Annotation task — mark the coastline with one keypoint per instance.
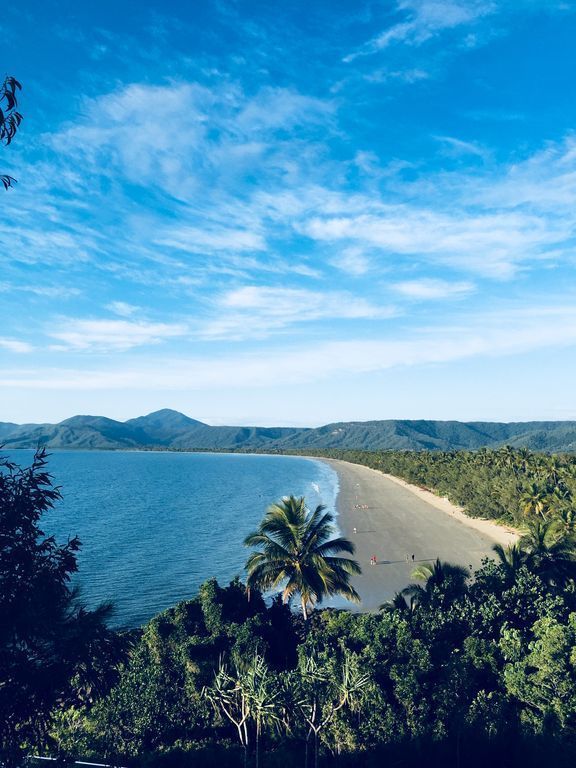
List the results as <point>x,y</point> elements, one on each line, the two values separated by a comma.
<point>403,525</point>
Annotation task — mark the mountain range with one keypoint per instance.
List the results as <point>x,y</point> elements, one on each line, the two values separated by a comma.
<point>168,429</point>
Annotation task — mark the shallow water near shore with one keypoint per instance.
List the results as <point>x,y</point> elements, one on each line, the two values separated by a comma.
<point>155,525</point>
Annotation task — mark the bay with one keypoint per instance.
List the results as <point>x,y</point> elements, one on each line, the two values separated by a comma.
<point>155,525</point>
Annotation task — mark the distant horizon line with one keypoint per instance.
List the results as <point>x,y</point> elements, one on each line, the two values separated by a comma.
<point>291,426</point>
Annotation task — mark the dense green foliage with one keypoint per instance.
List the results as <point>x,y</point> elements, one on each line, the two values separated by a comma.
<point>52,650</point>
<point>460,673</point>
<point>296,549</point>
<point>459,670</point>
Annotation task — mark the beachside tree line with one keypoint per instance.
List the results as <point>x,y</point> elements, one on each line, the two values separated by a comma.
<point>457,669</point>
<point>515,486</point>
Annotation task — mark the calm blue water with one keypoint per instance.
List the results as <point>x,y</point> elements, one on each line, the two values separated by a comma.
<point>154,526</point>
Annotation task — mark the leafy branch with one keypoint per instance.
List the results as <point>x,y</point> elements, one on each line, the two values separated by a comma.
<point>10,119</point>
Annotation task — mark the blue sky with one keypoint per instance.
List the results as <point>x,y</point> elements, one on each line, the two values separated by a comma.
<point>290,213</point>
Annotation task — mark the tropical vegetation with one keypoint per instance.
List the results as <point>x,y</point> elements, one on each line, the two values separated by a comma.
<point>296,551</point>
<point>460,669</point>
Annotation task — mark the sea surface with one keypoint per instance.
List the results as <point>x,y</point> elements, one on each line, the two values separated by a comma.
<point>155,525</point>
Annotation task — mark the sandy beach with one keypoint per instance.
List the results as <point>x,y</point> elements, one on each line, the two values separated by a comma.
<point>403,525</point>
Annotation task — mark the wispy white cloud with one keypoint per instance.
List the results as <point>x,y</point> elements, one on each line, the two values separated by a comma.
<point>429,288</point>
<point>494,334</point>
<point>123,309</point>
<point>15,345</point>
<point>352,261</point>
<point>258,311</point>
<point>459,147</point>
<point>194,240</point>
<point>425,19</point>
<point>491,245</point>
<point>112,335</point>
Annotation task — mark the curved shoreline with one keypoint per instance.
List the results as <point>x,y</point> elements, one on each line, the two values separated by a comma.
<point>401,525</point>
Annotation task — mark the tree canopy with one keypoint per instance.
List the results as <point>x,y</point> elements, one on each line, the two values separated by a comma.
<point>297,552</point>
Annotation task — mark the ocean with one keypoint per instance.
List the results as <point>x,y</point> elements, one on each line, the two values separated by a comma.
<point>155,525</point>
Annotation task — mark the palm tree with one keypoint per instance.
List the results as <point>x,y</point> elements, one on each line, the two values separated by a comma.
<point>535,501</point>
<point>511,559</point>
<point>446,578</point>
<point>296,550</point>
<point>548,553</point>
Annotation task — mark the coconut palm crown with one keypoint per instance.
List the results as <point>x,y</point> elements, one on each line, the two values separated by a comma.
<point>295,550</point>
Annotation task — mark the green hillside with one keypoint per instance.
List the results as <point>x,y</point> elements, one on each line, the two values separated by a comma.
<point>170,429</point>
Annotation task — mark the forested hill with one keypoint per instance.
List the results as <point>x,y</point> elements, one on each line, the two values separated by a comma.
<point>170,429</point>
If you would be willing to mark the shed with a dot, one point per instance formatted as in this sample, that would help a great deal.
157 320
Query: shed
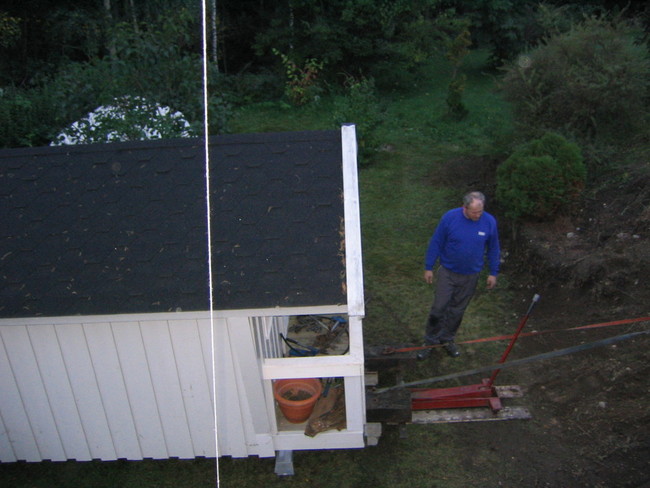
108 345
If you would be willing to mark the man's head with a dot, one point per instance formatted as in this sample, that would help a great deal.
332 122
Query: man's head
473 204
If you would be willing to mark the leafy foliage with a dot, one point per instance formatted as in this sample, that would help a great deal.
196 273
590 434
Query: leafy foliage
...
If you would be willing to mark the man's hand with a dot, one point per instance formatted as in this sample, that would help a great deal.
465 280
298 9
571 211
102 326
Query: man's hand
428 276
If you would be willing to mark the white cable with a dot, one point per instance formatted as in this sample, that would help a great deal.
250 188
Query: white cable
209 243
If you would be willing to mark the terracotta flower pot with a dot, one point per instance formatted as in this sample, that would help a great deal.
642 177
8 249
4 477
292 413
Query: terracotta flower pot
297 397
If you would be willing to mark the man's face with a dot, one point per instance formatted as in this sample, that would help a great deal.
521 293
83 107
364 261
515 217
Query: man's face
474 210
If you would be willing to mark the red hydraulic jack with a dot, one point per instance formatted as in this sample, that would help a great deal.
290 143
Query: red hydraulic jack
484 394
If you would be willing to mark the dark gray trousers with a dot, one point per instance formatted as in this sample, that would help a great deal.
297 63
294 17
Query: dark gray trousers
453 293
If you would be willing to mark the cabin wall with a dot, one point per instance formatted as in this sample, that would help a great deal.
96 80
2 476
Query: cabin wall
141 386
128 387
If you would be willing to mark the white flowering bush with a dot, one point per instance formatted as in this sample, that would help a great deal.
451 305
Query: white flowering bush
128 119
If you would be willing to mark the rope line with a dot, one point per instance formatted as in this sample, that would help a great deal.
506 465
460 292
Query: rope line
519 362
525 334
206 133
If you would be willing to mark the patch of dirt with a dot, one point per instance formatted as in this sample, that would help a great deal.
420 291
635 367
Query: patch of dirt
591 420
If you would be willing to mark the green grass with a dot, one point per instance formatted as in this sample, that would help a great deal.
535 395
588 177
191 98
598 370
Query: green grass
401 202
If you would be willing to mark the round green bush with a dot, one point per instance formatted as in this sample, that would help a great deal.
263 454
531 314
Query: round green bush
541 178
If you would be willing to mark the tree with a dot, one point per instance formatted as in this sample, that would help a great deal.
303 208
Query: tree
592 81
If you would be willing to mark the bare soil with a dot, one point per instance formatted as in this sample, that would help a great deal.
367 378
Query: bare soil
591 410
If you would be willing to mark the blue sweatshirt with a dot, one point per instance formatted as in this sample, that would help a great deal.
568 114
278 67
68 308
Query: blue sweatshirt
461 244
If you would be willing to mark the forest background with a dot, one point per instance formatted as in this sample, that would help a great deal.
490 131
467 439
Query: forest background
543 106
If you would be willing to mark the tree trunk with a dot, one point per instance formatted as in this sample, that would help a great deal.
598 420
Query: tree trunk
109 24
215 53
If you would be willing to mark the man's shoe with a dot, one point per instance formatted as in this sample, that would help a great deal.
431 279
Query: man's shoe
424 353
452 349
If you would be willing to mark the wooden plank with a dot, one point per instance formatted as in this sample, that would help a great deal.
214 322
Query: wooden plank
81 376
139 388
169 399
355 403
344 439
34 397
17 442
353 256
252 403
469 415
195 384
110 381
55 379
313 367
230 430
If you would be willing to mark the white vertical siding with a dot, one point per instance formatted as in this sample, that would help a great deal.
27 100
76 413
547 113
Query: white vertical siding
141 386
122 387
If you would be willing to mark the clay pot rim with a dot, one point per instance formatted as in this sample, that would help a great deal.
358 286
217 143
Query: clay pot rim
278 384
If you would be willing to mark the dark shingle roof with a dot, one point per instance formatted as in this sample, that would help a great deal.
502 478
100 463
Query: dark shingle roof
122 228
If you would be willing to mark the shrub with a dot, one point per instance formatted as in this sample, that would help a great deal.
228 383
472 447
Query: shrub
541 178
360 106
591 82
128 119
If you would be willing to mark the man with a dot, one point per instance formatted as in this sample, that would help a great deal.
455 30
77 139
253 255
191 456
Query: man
==
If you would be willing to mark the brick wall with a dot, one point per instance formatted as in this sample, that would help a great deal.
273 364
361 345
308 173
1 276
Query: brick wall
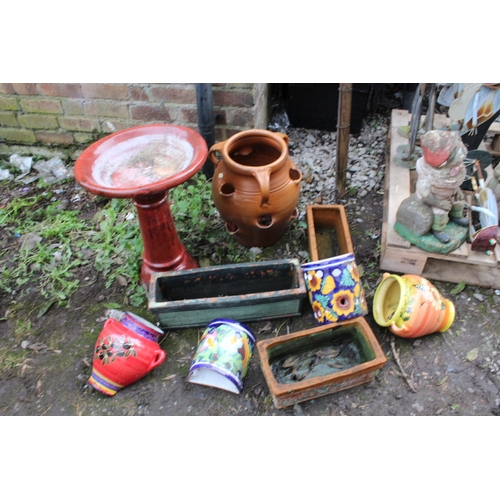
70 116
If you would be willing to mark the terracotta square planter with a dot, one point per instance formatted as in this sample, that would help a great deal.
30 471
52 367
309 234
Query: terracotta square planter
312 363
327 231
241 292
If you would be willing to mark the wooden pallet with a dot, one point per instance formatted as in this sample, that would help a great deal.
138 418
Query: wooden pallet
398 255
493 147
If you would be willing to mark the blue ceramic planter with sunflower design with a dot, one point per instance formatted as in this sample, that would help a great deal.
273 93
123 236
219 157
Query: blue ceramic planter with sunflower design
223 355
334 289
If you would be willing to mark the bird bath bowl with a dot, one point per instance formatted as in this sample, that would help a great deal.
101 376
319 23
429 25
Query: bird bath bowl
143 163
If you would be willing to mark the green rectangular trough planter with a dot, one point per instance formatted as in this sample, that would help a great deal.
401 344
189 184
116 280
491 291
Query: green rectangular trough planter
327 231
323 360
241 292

Problem — Put the records from the line containing "Annotation task — mark the palm" through the line containing "Query: leafy foliage", both included, into a Markdown table with the columns Row and Line, one numbered row per line and blank lines omitted. Cover only those lines, and leave out the pictures.

Complete output —
| Row | Line |
|---|---|
| 1 | Annotation task — mark the palm tree with one keypoint per instance. |
| 2 | List the results as <point>x,y</point> elements, one on each line, the two values separated by a comma. |
| 3 | <point>535,501</point> |
| 4 | <point>511,559</point> |
| 5 | <point>446,578</point> |
| 6 | <point>296,550</point> |
| 7 | <point>548,553</point> |
| 8 | Annotation task — mark the coconut palm crown with one keypoint per instance. |
| 9 | List the results as <point>x,y</point> elements, one on each line, the two values separated by a comma. |
| 10 | <point>295,550</point> |
| 11 | Annotation task — mark the green hillside with one keypoint per instance. |
| 12 | List the results as <point>x,y</point> elements, one on each line, the two values separated by a comma. |
| 13 | <point>170,429</point> |
| 14 | Annotation task — mark the forested hill with one keypoint per instance. |
| 15 | List the results as <point>x,y</point> elements, one on each line, the two values separated by a comma. |
| 16 | <point>170,429</point> |
| 17 | If you would be willing to mark the shed with a dot, one point per instance formatted as in this sample, that would help a great deal. |
| 18 | 157 320 |
| 19 | Query: shed |
| 20 | 108 345 |
| 21 | If you would be willing to mark the man's head with a dot, one point per instance formatted as in this sample, that would help a great deal. |
| 22 | 332 122 |
| 23 | Query: man's head |
| 24 | 473 204 |
| 25 | If you would be willing to mark the leafy foliage with a dot, one point per instance formatted as in this sample, that would help a great deal. |
| 26 | 196 273 |
| 27 | 590 434 |
| 28 | Query: leafy foliage |